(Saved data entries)

----

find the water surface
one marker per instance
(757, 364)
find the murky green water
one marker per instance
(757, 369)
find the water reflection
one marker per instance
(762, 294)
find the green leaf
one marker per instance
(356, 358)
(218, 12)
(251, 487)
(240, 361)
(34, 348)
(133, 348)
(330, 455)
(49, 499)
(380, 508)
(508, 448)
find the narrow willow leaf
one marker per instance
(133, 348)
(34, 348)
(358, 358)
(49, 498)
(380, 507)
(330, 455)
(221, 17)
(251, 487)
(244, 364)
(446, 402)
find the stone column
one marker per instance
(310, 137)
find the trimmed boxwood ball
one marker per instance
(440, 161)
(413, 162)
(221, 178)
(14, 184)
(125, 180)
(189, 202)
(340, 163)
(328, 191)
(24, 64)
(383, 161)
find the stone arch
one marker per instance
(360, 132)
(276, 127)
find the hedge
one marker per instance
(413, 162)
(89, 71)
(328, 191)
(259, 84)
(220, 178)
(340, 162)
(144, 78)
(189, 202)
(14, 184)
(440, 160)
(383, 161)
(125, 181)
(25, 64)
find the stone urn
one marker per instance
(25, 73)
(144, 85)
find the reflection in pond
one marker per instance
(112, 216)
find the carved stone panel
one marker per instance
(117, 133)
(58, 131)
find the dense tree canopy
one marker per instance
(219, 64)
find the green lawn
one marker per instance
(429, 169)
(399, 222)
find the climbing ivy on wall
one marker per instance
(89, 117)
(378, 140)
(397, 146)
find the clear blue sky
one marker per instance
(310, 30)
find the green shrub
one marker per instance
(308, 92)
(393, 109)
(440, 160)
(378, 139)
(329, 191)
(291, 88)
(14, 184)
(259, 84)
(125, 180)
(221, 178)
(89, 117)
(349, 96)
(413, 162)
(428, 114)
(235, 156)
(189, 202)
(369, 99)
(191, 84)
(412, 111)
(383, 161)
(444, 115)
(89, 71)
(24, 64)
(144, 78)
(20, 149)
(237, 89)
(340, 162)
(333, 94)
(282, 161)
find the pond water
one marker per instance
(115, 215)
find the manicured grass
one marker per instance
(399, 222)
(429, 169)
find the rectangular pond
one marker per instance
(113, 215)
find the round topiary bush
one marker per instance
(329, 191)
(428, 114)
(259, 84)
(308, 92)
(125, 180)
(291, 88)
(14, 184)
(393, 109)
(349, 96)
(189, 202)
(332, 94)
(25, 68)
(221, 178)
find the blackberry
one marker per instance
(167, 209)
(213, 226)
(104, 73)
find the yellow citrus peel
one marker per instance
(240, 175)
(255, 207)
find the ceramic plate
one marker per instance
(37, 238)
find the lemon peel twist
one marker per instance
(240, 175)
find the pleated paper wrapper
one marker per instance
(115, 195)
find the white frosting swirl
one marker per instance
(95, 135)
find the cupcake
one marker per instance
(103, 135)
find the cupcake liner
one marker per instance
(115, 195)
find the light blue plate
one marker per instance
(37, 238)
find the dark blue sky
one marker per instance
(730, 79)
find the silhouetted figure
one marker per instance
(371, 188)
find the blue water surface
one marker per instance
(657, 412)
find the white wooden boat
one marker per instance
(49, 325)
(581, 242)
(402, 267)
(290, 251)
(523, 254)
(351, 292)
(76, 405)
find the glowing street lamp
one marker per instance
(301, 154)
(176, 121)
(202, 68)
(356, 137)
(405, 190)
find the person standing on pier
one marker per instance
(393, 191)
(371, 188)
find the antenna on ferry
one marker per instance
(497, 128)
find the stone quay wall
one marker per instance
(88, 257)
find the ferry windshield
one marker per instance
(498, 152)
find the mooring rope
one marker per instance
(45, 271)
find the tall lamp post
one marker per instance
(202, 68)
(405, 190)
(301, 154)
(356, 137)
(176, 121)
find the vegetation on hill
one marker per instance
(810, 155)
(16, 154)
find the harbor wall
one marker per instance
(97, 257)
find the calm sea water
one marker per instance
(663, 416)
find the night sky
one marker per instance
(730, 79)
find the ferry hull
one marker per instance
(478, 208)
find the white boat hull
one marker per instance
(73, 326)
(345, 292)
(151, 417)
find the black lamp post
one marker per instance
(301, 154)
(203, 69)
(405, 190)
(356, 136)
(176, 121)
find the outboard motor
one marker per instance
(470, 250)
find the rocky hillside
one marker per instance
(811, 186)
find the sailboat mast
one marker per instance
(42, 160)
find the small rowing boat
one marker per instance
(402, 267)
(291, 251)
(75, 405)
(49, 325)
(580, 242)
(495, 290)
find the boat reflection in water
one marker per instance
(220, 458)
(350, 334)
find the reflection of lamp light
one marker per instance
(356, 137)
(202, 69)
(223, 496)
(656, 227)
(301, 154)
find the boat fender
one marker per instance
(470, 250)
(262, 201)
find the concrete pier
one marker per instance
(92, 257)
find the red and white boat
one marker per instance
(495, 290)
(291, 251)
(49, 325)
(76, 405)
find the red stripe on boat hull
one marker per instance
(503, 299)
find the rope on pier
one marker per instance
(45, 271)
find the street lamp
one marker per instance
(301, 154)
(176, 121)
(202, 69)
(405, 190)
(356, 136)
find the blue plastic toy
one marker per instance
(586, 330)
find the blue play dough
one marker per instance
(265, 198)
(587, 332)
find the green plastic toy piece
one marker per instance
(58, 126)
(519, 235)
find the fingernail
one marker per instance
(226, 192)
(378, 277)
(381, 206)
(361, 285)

----

Instruction: Output all of the material, please, exactly as it stands.

Response below:
find the water surface
one marker per instance
(757, 364)
find the murky green water
one marker per instance
(757, 369)
find the water reflection
one marker per instance
(762, 294)
find the green leaf
one marker per instance
(356, 358)
(218, 12)
(251, 487)
(240, 361)
(34, 348)
(133, 348)
(330, 455)
(49, 499)
(380, 508)
(508, 448)
find the narrow willow leaf
one marker per instance
(133, 348)
(34, 348)
(358, 358)
(49, 498)
(380, 507)
(330, 455)
(221, 17)
(251, 487)
(244, 364)
(446, 402)
find the stone column
one marker per instance
(310, 137)
find the trimmed boxwood ball
one marker per instance
(440, 161)
(413, 162)
(221, 178)
(14, 184)
(125, 180)
(189, 202)
(340, 163)
(328, 191)
(24, 64)
(383, 161)
find the stone arch
one marker per instance
(360, 132)
(276, 127)
find the hedge
one marker per instance
(413, 162)
(89, 71)
(328, 191)
(259, 84)
(220, 178)
(340, 162)
(144, 78)
(189, 202)
(14, 184)
(440, 160)
(383, 161)
(125, 181)
(25, 64)
find the stone urn
one marker per instance
(25, 73)
(144, 85)
find the reflection in pond
one marker per instance
(112, 216)
find the carved stone panel
one marker per instance
(117, 133)
(58, 131)
find the dense tree canopy
one marker per instance
(219, 64)
find the green lawn
one marker per instance
(429, 169)
(399, 222)
find the climbing ivy on wall
one marker per instance
(89, 117)
(378, 140)
(397, 146)
find the clear blue sky
one marker per instance
(310, 30)
find the green shrub
one marker per instance
(308, 92)
(393, 109)
(440, 160)
(378, 139)
(329, 191)
(291, 88)
(14, 184)
(259, 84)
(125, 180)
(221, 178)
(89, 117)
(349, 96)
(413, 162)
(428, 114)
(235, 156)
(189, 202)
(369, 99)
(191, 84)
(412, 111)
(383, 161)
(444, 115)
(89, 71)
(24, 64)
(144, 78)
(20, 149)
(237, 89)
(340, 162)
(333, 94)
(282, 161)
find the pond water
one marker per instance
(115, 215)
find the manicured grass
one marker per instance
(399, 222)
(429, 169)
find the rectangular pond
one marker per instance
(113, 215)
find the round topiary bush
one marker per instance
(329, 191)
(428, 114)
(259, 84)
(308, 92)
(125, 180)
(291, 88)
(14, 184)
(393, 109)
(349, 96)
(189, 202)
(332, 94)
(25, 68)
(221, 178)
find the blackberry
one marker per instance
(167, 209)
(213, 226)
(104, 73)
find the yellow citrus peel
one marker per instance
(240, 175)
(255, 207)
find the ceramic plate
one marker per instance
(37, 238)
find the lemon peel twist
one marker per instance
(240, 175)
find the pleated paper wrapper
one marker per instance
(115, 195)
find the white frosting swirl
one marker per instance
(95, 135)
find the cupcake
one marker per instance
(103, 135)
find the cupcake liner
one marker per instance
(115, 195)
find the light blue plate
one marker per instance
(37, 238)
find the dark blue sky
one marker per instance
(730, 79)
find the silhouetted figure
one marker per instance
(371, 188)
find the blue water surface
one marker per instance
(657, 412)
find the white wooden boat
one marker per instance
(49, 325)
(581, 242)
(402, 267)
(290, 251)
(523, 254)
(351, 292)
(76, 405)
find the glowing street lamp
one marker per instance
(301, 154)
(176, 121)
(202, 68)
(356, 137)
(405, 190)
find the person standing on pier
one marker per instance
(393, 191)
(371, 188)
find the antenna on ferry
one marker per instance
(497, 128)
find the stone quay wall
one marker per instance
(88, 257)
find the ferry windshield
one marker per instance
(498, 152)
find the mooring rope
one marker per instance
(45, 271)
find the tall lamp post
one marker per instance
(202, 68)
(405, 190)
(301, 154)
(356, 137)
(176, 121)
find the vegetation on hill
one marker per instance
(810, 155)
(16, 154)
find the harbor wall
one marker per instance
(97, 257)
find the calm sea water
one marker per instance
(663, 416)
find the night sky
one marker per instance
(730, 79)
find the ferry hull
one marker per instance
(478, 208)
find the white boat hull
one marker per instance
(73, 326)
(345, 292)
(151, 417)
find the black lamp post
one marker per instance
(301, 154)
(203, 69)
(405, 190)
(356, 136)
(176, 121)
find the outboard motor
one marker per instance
(470, 250)
find the rocky hillside
one marker per instance
(811, 186)
find the sailboat mast
one marker per instance
(42, 160)
find the small rowing boat
one marker per instance
(402, 267)
(291, 251)
(75, 405)
(49, 325)
(580, 242)
(495, 290)
find the boat reflection in water
one marker per instance
(220, 458)
(350, 334)
find the reflection of lamp light
one marker per instance
(356, 137)
(202, 69)
(223, 496)
(656, 227)
(301, 154)
find the boat fender
one marker per instance
(470, 250)
(262, 201)
find the concrete pier
one marker per instance
(92, 257)
find the red and white boat
one marker per instance
(495, 290)
(291, 251)
(49, 325)
(76, 405)
find the red stripe on boat hull
one marker per instance
(503, 299)
find the rope on pier
one marker per instance
(45, 271)
find the street lamp
one marker per instance
(301, 154)
(176, 121)
(202, 69)
(405, 190)
(356, 136)
find the blue plastic toy
one marker per instance
(586, 330)
find the blue play dough
one marker per instance
(265, 198)
(587, 332)
find the green plastic toy piece
one marker per instance
(58, 126)
(519, 235)
find the fingernail
one marker per instance
(226, 192)
(378, 277)
(381, 206)
(361, 285)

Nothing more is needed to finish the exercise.